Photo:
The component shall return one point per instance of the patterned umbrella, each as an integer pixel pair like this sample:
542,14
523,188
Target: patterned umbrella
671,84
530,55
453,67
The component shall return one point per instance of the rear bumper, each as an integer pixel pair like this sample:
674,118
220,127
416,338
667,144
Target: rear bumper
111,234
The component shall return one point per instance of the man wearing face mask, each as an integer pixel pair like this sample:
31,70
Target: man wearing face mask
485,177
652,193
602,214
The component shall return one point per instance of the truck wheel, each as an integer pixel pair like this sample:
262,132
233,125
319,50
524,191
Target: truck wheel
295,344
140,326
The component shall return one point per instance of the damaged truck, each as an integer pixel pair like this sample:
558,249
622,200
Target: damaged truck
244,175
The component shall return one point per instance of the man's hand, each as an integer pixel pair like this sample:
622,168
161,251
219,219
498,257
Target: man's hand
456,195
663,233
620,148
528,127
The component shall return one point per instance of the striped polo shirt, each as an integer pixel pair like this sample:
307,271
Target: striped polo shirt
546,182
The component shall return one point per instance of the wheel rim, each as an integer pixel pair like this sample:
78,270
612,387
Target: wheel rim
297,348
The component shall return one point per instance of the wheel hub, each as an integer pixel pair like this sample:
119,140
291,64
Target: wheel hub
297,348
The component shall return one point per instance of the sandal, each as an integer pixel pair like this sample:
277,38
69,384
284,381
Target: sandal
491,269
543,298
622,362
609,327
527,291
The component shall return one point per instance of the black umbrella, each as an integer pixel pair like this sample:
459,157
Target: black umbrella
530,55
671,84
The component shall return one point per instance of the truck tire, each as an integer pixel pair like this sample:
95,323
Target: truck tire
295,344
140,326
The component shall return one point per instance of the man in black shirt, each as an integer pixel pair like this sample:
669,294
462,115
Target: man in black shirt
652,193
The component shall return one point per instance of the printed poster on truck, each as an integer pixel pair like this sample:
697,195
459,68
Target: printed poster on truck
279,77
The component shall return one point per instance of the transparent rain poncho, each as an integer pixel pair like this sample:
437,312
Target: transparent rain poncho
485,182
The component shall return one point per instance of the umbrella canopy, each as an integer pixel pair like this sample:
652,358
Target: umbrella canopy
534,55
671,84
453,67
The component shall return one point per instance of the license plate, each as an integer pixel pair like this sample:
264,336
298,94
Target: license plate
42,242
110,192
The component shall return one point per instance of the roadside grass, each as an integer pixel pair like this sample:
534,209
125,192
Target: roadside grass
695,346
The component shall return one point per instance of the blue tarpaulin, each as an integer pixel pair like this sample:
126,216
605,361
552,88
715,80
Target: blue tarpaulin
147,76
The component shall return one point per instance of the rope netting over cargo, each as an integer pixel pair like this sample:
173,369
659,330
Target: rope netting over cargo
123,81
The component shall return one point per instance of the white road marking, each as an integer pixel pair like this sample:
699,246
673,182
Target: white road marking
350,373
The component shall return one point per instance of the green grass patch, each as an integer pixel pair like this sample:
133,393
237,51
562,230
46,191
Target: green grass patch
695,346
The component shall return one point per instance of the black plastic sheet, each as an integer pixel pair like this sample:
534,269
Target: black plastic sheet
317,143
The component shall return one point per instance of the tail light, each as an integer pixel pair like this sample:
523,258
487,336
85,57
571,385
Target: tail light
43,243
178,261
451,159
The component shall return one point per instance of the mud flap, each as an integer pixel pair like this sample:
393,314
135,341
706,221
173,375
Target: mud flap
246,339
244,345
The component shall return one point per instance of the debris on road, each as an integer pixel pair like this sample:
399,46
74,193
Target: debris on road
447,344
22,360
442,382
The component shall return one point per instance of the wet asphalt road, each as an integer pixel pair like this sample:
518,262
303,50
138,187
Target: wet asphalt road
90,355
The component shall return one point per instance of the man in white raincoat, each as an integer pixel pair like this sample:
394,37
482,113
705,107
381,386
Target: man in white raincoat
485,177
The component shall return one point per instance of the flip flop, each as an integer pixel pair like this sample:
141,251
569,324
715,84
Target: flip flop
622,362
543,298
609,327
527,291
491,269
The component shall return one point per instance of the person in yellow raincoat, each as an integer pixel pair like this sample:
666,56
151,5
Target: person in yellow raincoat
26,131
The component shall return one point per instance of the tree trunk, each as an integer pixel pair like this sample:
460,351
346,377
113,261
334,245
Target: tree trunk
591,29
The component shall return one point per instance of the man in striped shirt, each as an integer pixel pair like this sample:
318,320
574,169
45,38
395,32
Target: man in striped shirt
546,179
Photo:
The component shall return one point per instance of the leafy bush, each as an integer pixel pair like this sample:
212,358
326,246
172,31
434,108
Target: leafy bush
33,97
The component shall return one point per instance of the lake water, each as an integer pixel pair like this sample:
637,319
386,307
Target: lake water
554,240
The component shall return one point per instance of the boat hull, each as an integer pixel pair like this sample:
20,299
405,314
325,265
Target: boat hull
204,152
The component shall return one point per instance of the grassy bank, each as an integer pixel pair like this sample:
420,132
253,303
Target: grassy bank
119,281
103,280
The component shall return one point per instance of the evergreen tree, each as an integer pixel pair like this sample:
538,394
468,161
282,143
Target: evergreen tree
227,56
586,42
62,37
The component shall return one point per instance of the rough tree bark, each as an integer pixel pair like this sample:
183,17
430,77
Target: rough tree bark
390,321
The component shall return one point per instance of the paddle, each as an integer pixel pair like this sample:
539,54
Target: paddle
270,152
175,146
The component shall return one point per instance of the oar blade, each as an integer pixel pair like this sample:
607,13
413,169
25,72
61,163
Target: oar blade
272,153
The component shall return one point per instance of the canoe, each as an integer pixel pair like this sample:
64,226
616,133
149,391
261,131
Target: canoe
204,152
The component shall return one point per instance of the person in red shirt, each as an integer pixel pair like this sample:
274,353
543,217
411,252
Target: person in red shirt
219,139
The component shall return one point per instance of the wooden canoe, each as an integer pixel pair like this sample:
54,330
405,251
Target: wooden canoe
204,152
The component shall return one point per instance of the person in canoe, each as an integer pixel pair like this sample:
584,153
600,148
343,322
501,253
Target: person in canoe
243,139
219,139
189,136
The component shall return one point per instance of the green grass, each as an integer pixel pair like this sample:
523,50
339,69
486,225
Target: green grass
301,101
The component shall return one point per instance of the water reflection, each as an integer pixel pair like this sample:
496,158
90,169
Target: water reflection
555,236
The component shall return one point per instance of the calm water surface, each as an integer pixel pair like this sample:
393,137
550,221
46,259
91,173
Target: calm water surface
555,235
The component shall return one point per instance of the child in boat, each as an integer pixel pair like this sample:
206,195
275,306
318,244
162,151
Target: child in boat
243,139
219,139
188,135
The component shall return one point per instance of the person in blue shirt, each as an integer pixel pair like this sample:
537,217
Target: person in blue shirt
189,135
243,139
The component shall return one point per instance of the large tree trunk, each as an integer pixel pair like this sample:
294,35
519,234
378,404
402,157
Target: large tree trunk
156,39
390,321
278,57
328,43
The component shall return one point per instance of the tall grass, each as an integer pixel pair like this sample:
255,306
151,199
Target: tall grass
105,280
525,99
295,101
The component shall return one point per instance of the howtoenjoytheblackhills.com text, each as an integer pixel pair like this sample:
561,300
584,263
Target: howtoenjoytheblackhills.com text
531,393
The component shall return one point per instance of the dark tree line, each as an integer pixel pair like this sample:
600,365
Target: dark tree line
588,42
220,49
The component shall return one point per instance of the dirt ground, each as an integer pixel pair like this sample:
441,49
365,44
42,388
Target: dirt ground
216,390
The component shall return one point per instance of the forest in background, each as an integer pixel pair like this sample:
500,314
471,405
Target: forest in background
═══
- _WHAT IS NEEDED_:
All of the material above needs to be retyped word for word.

- _CORRECT RESULT_:
Photo:
The component shall return one point per instance of the patterned umbrella, each as an integer pixel pair like this sample:
542,14
523,188
Target: patterned umbrella
671,84
530,55
453,67
The component shall return one point per instance of the rear bumper, each as an integer pixel pair like this sample:
674,118
220,127
416,338
667,144
Target: rear bumper
111,234
The component shall return one point per instance of the man wearing face mask, each as an integer pixel pair like this sample:
31,70
Target: man wearing face mask
485,177
652,193
602,214
The component shall return one point per instance of the truck wheel, each as an integer pixel pair like this sample:
262,132
233,125
319,50
524,191
Target: truck wheel
295,344
140,326
The component shall return one point per instance of the damaged truck, each as an integer pixel pair like this sample:
558,249
622,200
Target: damaged truck
244,175
The component shall return one point per instance of the man's hand, each as an integer pixel pair like this sample:
622,168
161,251
219,219
498,257
Target: man's hand
456,195
663,233
620,148
528,127
The component shall return one point per instance of the striped polo shirt, each as an integer pixel pair like this sample:
307,271
Target: striped polo shirt
546,182
The component shall return one point per instance of the wheel rim, each as an integer pixel pair like this sample:
78,270
612,387
Target: wheel rim
297,348
The component shall return one point per instance of the wheel hub, each as an integer pixel pair like this sample:
119,140
291,64
Target: wheel hub
297,348
The component shall return one point per instance of the sandal, each as an integer pixel pair like this sample:
277,38
69,384
284,381
Target: sandal
491,269
543,298
622,362
609,327
527,291
The component shall return one point per instance of the black umbrella, each as an integer pixel pair like this sample:
459,157
Target: black umbrella
530,55
671,84
The component shall return one point per instance of the truck tire, each as an integer pixel pair like this sample:
95,323
Target: truck tire
295,344
140,326
The component shall return one point per instance of the man in black shirt, each as an integer pixel pair like this sample:
669,294
462,115
Target: man in black shirt
652,193
The component shall return one point per instance of the printed poster on truck, each as an integer pixel pair like this sample:
697,195
459,68
Target: printed poster on truck
279,77
The component shall return one point per instance of the transparent rain poncho, each as an integer pixel pair like this sample:
437,312
Target: transparent rain poncho
485,182
The component shall return one point per instance of the umbrella canopy, each as an integer pixel pair like this sample:
652,358
Target: umbrella canopy
534,55
671,84
453,67
The component shall return one point per instance of the license plate, each as an integer pixel pair like this sample:
264,336
298,94
Target: license plate
42,242
110,192
The component shall return one point per instance of the roadside grass, each as an integer pixel pair like this sample:
534,209
125,192
Target: roadside grass
695,346
The component shall return one point per instance of the blue tarpaulin, each as an integer pixel pair like this sample:
126,216
605,361
552,88
715,80
Target: blue tarpaulin
147,76
The component shall return one point per instance of the rope netting over cargo, each as an integer pixel pair like this sample:
173,369
659,330
Target: rope netting over cargo
123,81
The component shall return one point per instance of the white road marking, each as an integer pixel pair like this sample:
699,246
673,182
Target: white road marking
350,373
The component shall return one point per instance of the green grass patch, each as an integer pixel pair like this sample:
133,393
237,51
562,230
46,191
Target: green grass patch
695,346
The component shall return one point per instance of the black plastic sheet, each as an integer pixel pair like this sample:
534,269
Target: black plastic sheet
317,143
The component shall return one point per instance of the tail light, each as an integer pixel pair like this sample:
523,258
487,336
85,57
571,385
Target: tail light
43,243
178,261
451,159
The component shall return one point per instance of the mud flap, each as an integer pixel pair like this sample:
393,314
135,341
706,221
173,375
Target: mud flap
246,339
244,345
The component shall return one point per instance of the debris on road, each as an integer pixel pair like this sample:
399,46
74,193
Target: debris on road
447,344
22,360
442,382
The component shall return one point per instance of the wet asphalt road, each as an integer pixel pair like this sample:
518,262
303,50
138,187
Target: wet asphalt road
90,355
The component shall return one point per instance of the man in white raincoat, each as an integer pixel pair like this sample:
394,37
482,113
705,107
381,386
Target: man in white raincoat
485,177
The component shall return one point per instance of the flip flop, each as an integer pixel pair like this sample:
141,251
569,324
715,84
Target: flip flop
622,362
543,298
609,327
527,291
491,269
The component shall return one point per instance of the person in yellow raincoat, each as an integer pixel pair like this sample:
666,56
151,5
Target: person in yellow raincoat
26,131
The component shall return one point per instance of the tree trunk, each as an integer pixel pair like this sample:
460,351
346,377
113,261
334,245
Target: tree trunk
591,29
The component shall return one point per instance of the man in striped shirt, each as an integer pixel pair like this sample:
318,320
574,169
45,38
395,32
Target: man in striped shirt
546,179
Photo:
The component shall return one point per instance of the leafy bush, each as an integer pixel pair like this sample:
212,358
326,246
172,31
434,108
Target: leafy bush
33,97
The component shall return one point per instance of the lake water, each as an integer pixel pair like this sample:
637,319
386,307
Target: lake water
554,240
The component shall return one point per instance of the boat hull, each as an integer pixel pair like this sample:
20,299
405,314
325,265
Target: boat hull
204,152
The component shall return one point per instance of the grassy bank, each as an integer pixel pair like this sample:
420,132
253,303
Target: grassy bank
119,281
103,280
The component shall return one point per instance of the evergreen tree, each as an integer pixel pair like this sample:
538,394
468,161
282,143
Target: evergreen tree
227,56
586,42
62,37
The component shall return one point per instance of the rough tree bark, each as an integer pixel pair like this sample:
183,17
430,77
Target: rough tree bark
390,321
The component shall return one point per instance of the paddle, each as an integer pixel pair like this sample:
539,54
Target: paddle
270,152
175,146
The component shall return one point per instance of the oar blade, each as an integer pixel pair like this sample:
607,13
413,169
25,72
61,163
Target: oar blade
272,153
The component shall return one point per instance of the canoe, each as an integer pixel pair like this sample:
64,226
616,133
149,391
261,131
Target: canoe
204,152
The component shall return one point per instance of the person in red shirt, each as an integer pixel pair like this sample:
274,353
543,217
411,252
Target: person in red shirt
219,139
The component shall return one point per instance of the wooden canoe, each as an integer pixel pair like this sample:
54,330
405,251
Target: wooden canoe
204,152
The component shall return one point per instance of the person in canoe, each as an integer pixel pair like this sample:
584,153
600,148
343,322
501,253
Target: person in canoe
243,139
219,139
189,136
The component shall return one point per instance of the green grass, each as an integer pixel pair like this sample:
523,50
339,69
486,225
Target: green grass
301,101
The component shall return one point per instance of the water reflection, each as an integer pixel pair like this sample:
496,158
90,169
Target: water reflection
555,236
The component shall return one point per instance of the calm water surface, each as an integer pixel pair like this sample:
393,137
550,221
46,259
91,173
Target: calm water surface
555,235
The component shall return one point per instance of the child in boat, each as an integer pixel pair like this sample:
206,195
275,306
318,244
162,151
Target: child in boat
243,139
219,139
188,135
The component shall return one point per instance of the person in blue shirt, each as an integer pixel pair like this sample:
537,217
Target: person in blue shirt
189,135
243,139
The component shall return one point per instance of the large tree trunk, each as an integer pixel pair like this sample:
294,35
519,234
378,404
402,157
Target: large tree trunk
156,39
390,321
278,57
328,43
The component shall return one point per instance of the tall grass, each as an integer pixel pair like this sample:
255,306
151,199
Target: tall grass
105,280
525,99
295,101
The component shall return one point per instance of the howtoenjoytheblackhills.com text, each as an integer pixel pair like this sample:
561,300
584,263
Target: howtoenjoytheblackhills.com text
531,393
The component shall return one point per instance of the dark tree line, each as an integer pixel pair like this sample:
600,365
Target: dark tree line
588,42
220,49
The component shall return one point per instance of the dirt ground, each as an integer pixel pair like this sample:
441,49
365,44
42,388
Target: dirt ground
216,390
The component shall return one point per instance of the forest in background, each as an integer pixel pair like this sample:
500,314
471,405
Target: forest in background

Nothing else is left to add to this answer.